PROBLEM REQUIREMENTS: From the first entry to the last, transcribe everything exactly.

SUPPLIED MATERIAL:

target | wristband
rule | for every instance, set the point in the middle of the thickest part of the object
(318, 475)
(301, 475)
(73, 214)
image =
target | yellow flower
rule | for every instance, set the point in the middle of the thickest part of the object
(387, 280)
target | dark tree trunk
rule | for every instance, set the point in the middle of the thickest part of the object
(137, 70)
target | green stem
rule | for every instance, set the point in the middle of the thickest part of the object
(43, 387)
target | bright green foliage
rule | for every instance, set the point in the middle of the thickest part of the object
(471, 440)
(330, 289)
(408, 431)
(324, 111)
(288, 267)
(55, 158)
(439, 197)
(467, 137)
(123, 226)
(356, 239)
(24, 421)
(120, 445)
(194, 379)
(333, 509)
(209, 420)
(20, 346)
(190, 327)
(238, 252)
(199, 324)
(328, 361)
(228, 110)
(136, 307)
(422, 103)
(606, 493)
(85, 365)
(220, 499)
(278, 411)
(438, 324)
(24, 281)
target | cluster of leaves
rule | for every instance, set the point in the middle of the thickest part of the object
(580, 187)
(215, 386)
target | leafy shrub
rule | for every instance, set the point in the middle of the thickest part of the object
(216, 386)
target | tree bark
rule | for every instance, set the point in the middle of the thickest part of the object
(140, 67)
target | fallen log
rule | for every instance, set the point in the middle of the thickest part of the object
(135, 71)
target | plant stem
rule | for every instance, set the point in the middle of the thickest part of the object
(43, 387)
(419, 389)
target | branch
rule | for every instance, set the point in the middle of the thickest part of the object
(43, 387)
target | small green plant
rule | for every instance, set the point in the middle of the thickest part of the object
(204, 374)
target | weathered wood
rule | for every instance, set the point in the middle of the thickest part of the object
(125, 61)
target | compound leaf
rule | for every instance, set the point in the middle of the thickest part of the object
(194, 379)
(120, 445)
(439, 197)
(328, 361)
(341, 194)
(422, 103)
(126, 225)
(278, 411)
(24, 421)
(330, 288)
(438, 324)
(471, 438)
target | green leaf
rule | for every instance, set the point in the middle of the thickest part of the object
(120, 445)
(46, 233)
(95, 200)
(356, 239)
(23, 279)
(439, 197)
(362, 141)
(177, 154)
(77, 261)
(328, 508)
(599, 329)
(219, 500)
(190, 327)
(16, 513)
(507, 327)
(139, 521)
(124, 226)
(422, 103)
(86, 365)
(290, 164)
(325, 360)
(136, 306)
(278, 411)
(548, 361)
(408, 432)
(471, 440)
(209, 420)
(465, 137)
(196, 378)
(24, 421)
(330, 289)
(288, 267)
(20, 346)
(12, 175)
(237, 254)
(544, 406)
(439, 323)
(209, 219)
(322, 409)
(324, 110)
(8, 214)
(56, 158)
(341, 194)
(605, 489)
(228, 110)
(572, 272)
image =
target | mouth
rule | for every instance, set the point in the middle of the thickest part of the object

SOLUTION:
target | wristband
rule | for every instance, set the point in the middle of the thickest part of the object
(318, 475)
(301, 475)
(73, 214)
image =
target | yellow flower
rule | for every instance, set the point in the middle of the thickest part of the object
(387, 280)
target | dark tree trunk
rule | for every instance, set the point in the middle of the thickest part of the object
(137, 70)
target | green stem
rule | for every instance, set the point in the middle of the thickest part of the object
(43, 387)
target | bright green foliage
rule | for every instance, set the point in the middle of the thickest part of the object
(471, 440)
(330, 289)
(408, 431)
(324, 111)
(288, 267)
(55, 158)
(439, 197)
(467, 137)
(123, 226)
(356, 239)
(24, 421)
(120, 445)
(194, 379)
(333, 509)
(209, 420)
(20, 346)
(190, 327)
(238, 252)
(199, 324)
(328, 361)
(228, 110)
(136, 307)
(422, 103)
(606, 493)
(85, 365)
(220, 499)
(278, 411)
(438, 324)
(24, 281)
target | cluster of leaves
rule | for every instance, set the point in the middle of the thickest part of the object
(580, 187)
(215, 386)
target | leafy shrub
rule | for every instance, set the point in the middle of the thickest part of the object
(216, 386)
target | tree bark
rule | for every instance, set the point in the middle of the thickest part of the object
(140, 67)
target | fallen log
rule | for every instance, set the point in the middle of the thickest part of the object
(135, 71)
target | plant stem
rule | for every instance, set the point in the middle of the thickest part of the object
(43, 387)
(419, 389)
target | branch
rule | for every instance, set the point in the middle of the thickest part of the object
(43, 387)
target | small green plant
rule | for every instance, set the point in the middle of the thickest part of the object
(204, 374)
target | weathered wood
rule | for every instance, set the point in the middle of the thickest part of the object
(125, 61)
target | compound leaf
rule | for every instance, set the point in the middle of the thickest part of the object
(194, 379)
(120, 445)
(439, 197)
(328, 361)
(341, 194)
(422, 103)
(126, 225)
(278, 411)
(24, 421)
(330, 288)
(438, 324)
(471, 438)
target | green leaf
rule | for every instance, set the point in the middle of the thickest part of the object
(120, 445)
(46, 233)
(95, 200)
(356, 239)
(23, 279)
(439, 197)
(362, 141)
(177, 154)
(77, 261)
(328, 508)
(599, 329)
(219, 500)
(190, 327)
(16, 513)
(507, 327)
(139, 521)
(124, 226)
(422, 103)
(86, 365)
(290, 164)
(325, 360)
(136, 306)
(278, 411)
(548, 361)
(408, 432)
(471, 440)
(209, 420)
(465, 137)
(196, 378)
(24, 421)
(330, 289)
(288, 267)
(20, 346)
(12, 175)
(237, 254)
(544, 406)
(439, 323)
(209, 219)
(322, 409)
(324, 110)
(8, 214)
(56, 158)
(341, 194)
(605, 489)
(228, 110)
(572, 272)
image =
target | mouth
rule | for every instance, set the point in the middle of the thickest part of the object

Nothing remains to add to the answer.